== Provided entries ==

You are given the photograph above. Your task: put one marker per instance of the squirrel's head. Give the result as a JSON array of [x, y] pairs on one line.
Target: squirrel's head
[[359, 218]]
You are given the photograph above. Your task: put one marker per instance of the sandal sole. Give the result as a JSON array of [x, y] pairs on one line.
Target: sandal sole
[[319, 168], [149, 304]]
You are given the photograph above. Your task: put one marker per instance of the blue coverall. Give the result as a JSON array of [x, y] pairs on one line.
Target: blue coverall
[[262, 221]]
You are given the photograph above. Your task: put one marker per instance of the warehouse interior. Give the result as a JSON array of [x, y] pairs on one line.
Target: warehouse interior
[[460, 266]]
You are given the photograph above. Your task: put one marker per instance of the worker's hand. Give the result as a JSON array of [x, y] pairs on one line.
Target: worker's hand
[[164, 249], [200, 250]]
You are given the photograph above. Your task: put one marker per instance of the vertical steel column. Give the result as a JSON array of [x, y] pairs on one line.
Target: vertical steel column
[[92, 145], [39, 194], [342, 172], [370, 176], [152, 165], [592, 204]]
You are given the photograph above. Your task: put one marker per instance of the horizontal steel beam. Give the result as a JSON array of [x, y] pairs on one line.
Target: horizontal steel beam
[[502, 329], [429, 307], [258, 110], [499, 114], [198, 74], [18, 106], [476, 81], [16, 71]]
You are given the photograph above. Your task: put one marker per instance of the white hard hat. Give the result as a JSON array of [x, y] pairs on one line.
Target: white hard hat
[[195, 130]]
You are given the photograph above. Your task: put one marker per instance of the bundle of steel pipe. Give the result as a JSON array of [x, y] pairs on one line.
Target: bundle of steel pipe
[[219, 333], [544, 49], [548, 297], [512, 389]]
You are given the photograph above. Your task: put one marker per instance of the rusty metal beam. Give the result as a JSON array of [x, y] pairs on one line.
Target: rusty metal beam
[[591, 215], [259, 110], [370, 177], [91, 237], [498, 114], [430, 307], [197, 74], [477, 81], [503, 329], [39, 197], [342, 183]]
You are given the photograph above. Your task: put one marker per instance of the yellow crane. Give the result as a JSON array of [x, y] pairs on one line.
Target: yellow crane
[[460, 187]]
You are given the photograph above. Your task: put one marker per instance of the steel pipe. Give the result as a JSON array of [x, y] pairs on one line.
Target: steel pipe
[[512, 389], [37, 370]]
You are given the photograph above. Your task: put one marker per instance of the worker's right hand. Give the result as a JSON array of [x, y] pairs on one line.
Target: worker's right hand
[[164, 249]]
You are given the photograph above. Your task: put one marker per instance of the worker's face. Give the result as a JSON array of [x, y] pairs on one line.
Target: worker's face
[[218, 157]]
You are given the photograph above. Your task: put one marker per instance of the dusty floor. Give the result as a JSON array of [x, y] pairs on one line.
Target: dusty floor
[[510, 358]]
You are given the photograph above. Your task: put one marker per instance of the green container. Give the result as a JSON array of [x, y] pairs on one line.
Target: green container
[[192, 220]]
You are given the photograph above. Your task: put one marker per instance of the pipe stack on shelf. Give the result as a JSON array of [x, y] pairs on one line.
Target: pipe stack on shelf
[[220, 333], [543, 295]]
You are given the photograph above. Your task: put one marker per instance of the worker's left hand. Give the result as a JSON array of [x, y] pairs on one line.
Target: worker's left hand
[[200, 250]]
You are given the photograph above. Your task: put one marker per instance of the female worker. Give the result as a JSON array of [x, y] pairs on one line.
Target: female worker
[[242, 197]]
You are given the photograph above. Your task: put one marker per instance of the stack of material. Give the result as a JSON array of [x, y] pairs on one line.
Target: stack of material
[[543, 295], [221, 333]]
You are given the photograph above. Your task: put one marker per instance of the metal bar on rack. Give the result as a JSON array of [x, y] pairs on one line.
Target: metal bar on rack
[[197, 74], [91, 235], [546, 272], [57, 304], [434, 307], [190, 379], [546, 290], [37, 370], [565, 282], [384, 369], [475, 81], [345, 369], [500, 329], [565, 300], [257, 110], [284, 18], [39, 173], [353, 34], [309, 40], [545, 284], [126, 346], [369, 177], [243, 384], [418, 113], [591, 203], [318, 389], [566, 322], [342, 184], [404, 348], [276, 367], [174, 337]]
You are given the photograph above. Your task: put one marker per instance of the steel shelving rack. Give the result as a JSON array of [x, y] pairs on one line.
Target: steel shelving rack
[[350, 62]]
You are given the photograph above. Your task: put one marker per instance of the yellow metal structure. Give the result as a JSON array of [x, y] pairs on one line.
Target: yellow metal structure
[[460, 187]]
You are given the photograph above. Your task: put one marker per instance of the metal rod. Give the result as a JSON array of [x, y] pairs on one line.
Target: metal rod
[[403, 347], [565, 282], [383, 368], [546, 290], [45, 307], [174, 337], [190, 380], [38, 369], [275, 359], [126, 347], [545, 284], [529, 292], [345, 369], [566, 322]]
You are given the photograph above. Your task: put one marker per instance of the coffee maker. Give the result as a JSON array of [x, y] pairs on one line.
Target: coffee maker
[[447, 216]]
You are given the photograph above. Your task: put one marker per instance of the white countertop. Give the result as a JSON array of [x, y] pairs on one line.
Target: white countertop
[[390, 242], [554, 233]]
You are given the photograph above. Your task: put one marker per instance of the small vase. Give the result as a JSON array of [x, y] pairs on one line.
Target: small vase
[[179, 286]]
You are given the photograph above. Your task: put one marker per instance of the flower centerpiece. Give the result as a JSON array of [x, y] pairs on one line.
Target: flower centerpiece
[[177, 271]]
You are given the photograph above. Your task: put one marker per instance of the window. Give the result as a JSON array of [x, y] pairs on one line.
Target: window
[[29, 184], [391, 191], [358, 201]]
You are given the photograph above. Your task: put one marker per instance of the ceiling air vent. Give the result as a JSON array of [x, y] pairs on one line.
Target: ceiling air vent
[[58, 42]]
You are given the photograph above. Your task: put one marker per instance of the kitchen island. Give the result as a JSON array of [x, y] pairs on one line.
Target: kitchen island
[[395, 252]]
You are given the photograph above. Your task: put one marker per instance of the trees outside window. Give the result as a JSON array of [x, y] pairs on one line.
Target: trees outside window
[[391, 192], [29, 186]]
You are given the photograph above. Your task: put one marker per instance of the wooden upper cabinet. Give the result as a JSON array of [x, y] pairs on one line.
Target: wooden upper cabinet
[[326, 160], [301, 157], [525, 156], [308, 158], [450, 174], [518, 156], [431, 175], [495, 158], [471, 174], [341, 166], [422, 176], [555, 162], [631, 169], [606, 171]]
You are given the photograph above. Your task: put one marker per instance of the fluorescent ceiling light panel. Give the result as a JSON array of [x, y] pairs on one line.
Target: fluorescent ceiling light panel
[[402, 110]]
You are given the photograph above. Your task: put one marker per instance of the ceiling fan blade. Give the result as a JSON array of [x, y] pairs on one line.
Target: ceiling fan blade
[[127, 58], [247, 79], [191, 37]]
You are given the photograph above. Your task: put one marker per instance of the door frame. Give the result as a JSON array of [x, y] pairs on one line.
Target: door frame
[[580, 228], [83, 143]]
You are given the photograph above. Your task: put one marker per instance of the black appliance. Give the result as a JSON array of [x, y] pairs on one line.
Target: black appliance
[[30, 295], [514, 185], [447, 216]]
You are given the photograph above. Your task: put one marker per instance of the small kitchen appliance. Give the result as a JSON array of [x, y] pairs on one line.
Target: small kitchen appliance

===

Instruction:
Copy out verbatim the lines of the data above, from the line containing "the steel pipe." up to and including the line containing "[[192, 220]]".

Output for this task:
You are given the photograph above. Your task: put one marker per instance of the steel pipe. Give the result as a JSON array of [x, y] pairs on one line.
Target: steel pipe
[[512, 389], [37, 370]]
You are given the photograph above. Your task: put one marker per instance of the worker's right hand. Give the result as a JSON array of [x, y] pairs on one line.
Target: worker's right hand
[[164, 249]]
You are given the photograph above. Your task: put one marker per instance of the worker's face. Give the result as a JSON array of [x, y] pairs on one line.
Target: worker's face
[[218, 157]]
You are given the photograph above. Your task: put one marker per instance of the dusty floor. Give the result as a JSON array of [x, y] pairs on one line.
Target: dusty floor
[[510, 358]]
You are given the photograph above. Your task: put one marker per instance of the green container. Give the result as a JSON array of [x, y] pairs on one line.
Target: green container
[[192, 220]]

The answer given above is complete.